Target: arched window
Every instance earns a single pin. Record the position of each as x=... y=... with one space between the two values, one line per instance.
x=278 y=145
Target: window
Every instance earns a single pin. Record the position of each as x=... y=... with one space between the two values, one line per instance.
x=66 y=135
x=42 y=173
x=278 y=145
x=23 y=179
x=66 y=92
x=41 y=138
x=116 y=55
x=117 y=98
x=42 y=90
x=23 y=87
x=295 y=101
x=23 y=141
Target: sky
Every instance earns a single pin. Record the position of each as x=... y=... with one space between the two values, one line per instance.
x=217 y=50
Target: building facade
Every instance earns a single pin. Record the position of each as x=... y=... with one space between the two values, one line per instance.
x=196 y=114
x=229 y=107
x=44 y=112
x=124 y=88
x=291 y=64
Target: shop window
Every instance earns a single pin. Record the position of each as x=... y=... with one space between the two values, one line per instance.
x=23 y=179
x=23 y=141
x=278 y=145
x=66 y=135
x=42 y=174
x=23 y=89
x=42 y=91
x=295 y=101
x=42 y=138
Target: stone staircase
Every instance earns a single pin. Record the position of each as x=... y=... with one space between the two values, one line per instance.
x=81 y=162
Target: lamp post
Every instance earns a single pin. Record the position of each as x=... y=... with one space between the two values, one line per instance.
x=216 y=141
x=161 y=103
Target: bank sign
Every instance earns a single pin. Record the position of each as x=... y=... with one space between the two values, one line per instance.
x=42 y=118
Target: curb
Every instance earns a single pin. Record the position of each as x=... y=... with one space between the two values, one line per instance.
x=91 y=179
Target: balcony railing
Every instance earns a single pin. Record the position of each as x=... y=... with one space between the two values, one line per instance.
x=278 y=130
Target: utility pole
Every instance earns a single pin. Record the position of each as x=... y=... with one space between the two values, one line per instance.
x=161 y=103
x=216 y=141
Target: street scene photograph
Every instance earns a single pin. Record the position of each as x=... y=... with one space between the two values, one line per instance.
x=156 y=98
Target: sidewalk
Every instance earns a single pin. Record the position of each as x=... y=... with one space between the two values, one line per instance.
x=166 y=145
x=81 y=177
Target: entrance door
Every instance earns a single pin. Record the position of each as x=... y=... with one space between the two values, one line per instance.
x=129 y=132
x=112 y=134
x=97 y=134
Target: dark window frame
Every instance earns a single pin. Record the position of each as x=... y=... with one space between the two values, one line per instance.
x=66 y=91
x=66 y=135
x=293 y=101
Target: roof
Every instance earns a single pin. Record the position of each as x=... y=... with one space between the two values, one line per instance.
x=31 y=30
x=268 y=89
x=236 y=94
□ □ □ □ □
## Work order
Search the material for the string "window" and show every line that has it.

## Solved problem
Target: arched window
Target: window
Target: shop window
Target: dark window frame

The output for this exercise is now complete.